* [WHAT YOU HAVE TO DO] Return only the lines from the top of the material through the line marked by "Where can the electrical", unaltered.

- - -

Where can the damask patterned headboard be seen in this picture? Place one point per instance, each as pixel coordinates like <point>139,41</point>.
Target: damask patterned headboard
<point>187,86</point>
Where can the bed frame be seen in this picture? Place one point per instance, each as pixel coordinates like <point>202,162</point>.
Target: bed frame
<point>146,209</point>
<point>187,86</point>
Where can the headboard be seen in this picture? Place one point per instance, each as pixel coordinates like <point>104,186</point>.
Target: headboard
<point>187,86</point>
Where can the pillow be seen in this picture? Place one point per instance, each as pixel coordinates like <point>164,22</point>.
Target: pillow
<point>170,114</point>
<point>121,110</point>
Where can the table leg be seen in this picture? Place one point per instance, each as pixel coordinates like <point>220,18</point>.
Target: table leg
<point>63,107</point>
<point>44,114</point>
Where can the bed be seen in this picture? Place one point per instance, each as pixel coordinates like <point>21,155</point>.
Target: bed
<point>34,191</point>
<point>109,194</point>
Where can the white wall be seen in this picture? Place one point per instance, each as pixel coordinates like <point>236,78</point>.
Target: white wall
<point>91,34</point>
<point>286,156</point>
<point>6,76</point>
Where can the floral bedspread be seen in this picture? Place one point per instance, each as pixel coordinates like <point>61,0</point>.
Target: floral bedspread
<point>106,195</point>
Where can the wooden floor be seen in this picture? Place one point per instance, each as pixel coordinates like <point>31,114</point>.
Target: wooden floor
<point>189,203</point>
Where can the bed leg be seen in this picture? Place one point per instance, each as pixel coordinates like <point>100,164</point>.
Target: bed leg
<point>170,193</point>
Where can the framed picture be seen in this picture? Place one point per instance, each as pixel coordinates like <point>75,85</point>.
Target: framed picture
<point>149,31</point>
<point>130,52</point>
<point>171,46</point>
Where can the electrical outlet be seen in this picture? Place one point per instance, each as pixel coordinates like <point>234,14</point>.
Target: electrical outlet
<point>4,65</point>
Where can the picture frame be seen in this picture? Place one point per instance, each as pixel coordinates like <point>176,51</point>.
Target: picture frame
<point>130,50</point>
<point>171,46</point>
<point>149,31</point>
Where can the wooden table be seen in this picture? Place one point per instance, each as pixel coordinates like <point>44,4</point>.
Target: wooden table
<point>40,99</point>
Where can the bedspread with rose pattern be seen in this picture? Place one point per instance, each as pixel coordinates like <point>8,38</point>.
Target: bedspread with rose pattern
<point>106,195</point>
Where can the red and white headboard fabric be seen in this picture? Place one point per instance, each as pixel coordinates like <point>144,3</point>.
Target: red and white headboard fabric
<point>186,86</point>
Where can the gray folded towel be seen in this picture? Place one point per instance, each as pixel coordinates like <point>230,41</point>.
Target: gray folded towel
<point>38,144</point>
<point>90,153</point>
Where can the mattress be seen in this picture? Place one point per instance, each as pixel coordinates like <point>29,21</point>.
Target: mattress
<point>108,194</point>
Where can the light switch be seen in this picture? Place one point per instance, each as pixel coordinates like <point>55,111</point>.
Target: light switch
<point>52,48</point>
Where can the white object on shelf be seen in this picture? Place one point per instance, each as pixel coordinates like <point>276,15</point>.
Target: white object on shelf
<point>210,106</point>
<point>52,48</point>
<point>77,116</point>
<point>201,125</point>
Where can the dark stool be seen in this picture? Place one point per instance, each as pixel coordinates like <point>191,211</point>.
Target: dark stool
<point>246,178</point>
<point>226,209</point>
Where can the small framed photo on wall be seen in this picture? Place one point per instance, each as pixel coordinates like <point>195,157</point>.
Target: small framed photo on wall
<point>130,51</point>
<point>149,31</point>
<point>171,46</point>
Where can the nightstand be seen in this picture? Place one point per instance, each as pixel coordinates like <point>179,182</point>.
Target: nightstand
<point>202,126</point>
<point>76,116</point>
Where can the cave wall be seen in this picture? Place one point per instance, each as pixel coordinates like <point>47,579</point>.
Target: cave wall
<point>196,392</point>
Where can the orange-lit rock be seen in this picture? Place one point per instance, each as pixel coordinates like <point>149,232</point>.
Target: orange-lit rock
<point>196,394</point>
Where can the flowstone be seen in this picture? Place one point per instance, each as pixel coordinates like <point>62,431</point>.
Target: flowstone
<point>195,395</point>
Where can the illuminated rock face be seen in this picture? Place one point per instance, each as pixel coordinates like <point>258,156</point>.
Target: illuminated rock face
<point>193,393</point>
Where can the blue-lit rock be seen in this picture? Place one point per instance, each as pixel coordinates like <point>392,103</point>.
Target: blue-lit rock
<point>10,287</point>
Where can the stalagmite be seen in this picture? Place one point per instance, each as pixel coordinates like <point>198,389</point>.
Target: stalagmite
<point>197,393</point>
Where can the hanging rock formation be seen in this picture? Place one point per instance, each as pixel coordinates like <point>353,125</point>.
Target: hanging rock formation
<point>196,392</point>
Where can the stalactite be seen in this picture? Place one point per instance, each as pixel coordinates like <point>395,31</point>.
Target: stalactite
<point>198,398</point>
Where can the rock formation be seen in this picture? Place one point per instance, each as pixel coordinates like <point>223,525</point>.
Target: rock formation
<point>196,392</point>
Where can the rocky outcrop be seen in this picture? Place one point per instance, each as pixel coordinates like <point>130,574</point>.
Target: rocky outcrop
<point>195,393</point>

- - -

* [REPLY]
Where can the damask patterned headboard be seen in this picture? Place one point per instance, each as pixel coordinates like <point>139,41</point>.
Target: damask patterned headboard
<point>187,86</point>
Where can the bed frame be seen in this picture? Place one point per instance, each as pixel coordinates like <point>202,162</point>.
Target: bed frame
<point>146,209</point>
<point>187,86</point>
Where can the headboard be seen in this picture? Place one point per instance, each as pixel coordinates like <point>104,186</point>.
Target: headboard
<point>187,86</point>
Where can the pillow be seen in this picture? Place one point per instance, each as pixel coordinates like <point>164,22</point>.
Target: pillow
<point>170,114</point>
<point>121,110</point>
Where can the table leg be seen in this picture? Place one point per instance, each as pixel coordinates like <point>220,18</point>.
Target: table leg
<point>63,107</point>
<point>44,114</point>
Where can the bed be seen in this picture? Place one point per instance, each as pixel coordinates like <point>21,155</point>.
Target: bed
<point>34,191</point>
<point>109,194</point>
Where can the white wall be seen in this picture? Place one point per instance, each as pixel coordinates like <point>236,78</point>.
Target: white wall
<point>91,34</point>
<point>286,156</point>
<point>6,76</point>
Where can the floral bedspread be seen in this picture? Place one point per instance, each as pixel coordinates like <point>61,0</point>.
Target: floral bedspread
<point>106,195</point>
Where can the wooden floor be seen in this picture? Place one point per instance, each as pixel coordinates like <point>31,114</point>.
Target: wooden floor
<point>189,203</point>
Where can the bed leg be seen in this picture? Place one point per instance, each as pixel coordinates like <point>100,164</point>.
Target: bed leg
<point>170,193</point>
Where can the framed picture be seen in this picture? Place one point per instance, each as pixel coordinates like <point>75,85</point>.
Target: framed picture
<point>149,31</point>
<point>130,52</point>
<point>171,46</point>
Where can the electrical outlet be seen in this picture? Place one point per instance, each as pixel coordinates like <point>234,14</point>.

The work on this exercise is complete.